• GIVEN PROBLEM 1: Please set down the stretch of the mailing-list message below from "I know what" through "called Debian Developers.", copied word for word.
[Begin SUPPLIED PASSAGE]
2006-01-18 Thread Gerfried Fuchs
[don't be confused about the To header, this is merly just for testing a
 propable b0rked setup]

* Thijs Kinkhorst [EMAIL PROTECTED] [2006-01-18 10:26]:
 Mr Zimmerman's reference to Kennedy is an excellent example of such a
 metaphorical construct. When Kennedy said that, there will undoubtedly
 have been people who uttered Hey, he's not German! He's lying!. But
 luckily most people will have understood what he meant.

 Then it's still Kennedy's problem, because he didn't claim something
for others.

 I know what you mean, though Mark is forcing a claim onto us, where the
term Debian Developer is quite strictly defined within our roles, people
in the NM queue aren't called Debian Developers.
[End SUPPLIED PASSAGE]
• GIVEN PROBLEM 2: Locate each line in the records below that contains the string "street", matching case, and copy those lines.
[Begin INPUT DATA]
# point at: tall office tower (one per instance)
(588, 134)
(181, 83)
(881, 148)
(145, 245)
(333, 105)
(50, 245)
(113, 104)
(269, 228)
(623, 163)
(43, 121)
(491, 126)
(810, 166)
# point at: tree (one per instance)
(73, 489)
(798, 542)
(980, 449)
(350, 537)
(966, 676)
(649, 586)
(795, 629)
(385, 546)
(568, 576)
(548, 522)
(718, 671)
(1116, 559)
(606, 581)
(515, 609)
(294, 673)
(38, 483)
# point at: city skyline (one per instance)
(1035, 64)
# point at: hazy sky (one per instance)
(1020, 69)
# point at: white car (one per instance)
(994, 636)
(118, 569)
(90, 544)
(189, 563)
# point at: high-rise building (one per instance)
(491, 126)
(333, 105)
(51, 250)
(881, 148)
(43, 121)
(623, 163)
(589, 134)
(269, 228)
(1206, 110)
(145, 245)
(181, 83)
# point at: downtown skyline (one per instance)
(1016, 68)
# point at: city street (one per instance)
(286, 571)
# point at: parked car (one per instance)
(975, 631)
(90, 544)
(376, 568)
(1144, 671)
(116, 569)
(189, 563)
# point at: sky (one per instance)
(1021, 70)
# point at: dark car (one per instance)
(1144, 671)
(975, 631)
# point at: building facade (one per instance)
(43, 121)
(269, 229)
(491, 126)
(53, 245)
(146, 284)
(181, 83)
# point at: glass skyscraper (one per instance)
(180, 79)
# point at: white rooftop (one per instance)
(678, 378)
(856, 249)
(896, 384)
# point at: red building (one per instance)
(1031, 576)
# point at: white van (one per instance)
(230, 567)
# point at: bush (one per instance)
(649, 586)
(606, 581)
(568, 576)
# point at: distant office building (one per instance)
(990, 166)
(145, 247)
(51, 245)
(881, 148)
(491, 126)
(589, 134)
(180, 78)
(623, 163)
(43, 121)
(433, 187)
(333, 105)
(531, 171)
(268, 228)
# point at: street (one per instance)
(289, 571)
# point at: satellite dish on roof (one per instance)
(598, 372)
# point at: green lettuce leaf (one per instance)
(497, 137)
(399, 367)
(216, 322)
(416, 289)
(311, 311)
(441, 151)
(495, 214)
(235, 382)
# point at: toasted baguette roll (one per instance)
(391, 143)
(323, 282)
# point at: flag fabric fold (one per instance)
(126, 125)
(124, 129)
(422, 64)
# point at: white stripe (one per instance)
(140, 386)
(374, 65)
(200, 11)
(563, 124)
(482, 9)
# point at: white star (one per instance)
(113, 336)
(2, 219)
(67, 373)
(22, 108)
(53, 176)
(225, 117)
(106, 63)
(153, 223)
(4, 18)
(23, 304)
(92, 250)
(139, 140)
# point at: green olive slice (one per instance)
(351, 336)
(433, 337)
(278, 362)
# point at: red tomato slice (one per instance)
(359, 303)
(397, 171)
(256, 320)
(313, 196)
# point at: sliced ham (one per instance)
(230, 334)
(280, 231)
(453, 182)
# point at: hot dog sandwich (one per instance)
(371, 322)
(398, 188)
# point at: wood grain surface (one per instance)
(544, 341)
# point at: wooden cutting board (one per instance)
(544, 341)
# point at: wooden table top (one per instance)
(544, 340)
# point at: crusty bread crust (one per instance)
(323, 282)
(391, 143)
[End INPUT DATA]
• WORKED ANSWER 1:
I know what you mean, though Mark is forcing a claim onto us, where the
term Debian Developer is quite strictly defined within our roles, people
in the NM queue aren't called Debian Developers.

• WORKED ANSWER 2:
# point at: city street (one per instance)
# point at: street (one per instance)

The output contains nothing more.